# [Problem to work on]
Reproduce word for word the stretch of the listing below, from the line containing "Please locate the white stripe" through the end of the listing, including both of those ends.

(Location identification listing)
# # #

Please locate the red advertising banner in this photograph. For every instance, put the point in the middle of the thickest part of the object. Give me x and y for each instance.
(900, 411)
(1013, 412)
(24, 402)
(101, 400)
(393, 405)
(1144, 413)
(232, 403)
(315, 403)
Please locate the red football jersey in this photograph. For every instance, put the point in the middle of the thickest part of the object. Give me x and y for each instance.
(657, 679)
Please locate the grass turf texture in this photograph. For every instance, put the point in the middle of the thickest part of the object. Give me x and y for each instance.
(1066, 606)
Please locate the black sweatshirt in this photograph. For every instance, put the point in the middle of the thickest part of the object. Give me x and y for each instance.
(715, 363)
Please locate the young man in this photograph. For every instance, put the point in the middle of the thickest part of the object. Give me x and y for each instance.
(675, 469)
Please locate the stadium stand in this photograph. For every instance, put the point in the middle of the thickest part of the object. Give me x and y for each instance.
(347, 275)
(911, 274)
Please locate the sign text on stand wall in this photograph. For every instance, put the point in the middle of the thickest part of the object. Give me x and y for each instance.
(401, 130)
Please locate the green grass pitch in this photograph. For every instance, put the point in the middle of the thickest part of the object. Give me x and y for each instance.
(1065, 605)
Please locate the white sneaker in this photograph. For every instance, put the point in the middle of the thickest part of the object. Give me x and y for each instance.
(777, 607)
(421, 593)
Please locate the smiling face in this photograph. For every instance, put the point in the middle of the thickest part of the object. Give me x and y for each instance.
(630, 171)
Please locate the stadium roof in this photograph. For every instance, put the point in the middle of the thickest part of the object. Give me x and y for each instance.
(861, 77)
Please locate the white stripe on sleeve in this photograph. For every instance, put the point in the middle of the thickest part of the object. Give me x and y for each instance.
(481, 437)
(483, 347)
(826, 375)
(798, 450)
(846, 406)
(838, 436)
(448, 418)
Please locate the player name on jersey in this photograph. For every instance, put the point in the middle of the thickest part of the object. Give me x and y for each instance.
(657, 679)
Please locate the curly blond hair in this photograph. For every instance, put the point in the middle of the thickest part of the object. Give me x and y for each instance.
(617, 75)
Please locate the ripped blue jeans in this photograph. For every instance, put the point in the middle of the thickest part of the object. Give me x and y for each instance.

# # #

# [Exercise solution]
Please locate the white stripe on sleeve in this photograph. For every instance, put the point in the middle of the thickest part of the object. Give me x and y for each instance.
(481, 437)
(483, 347)
(826, 375)
(798, 450)
(846, 406)
(838, 436)
(448, 418)
Please locate the player name on jersey in this photograph. For every instance, put the point in the middle of the thickest part of the object. Give me x and y for each instance.
(657, 679)
Please locate the curly blond hair in this photograph. For every instance, put the point in the middle of the thickest part of the object. Give me x and y for each instance.
(617, 75)
Please locate the ripped blue jeans in this photograph. For every instance, put the point in the middle of the thickest part of the object. Give me x and y for each instance.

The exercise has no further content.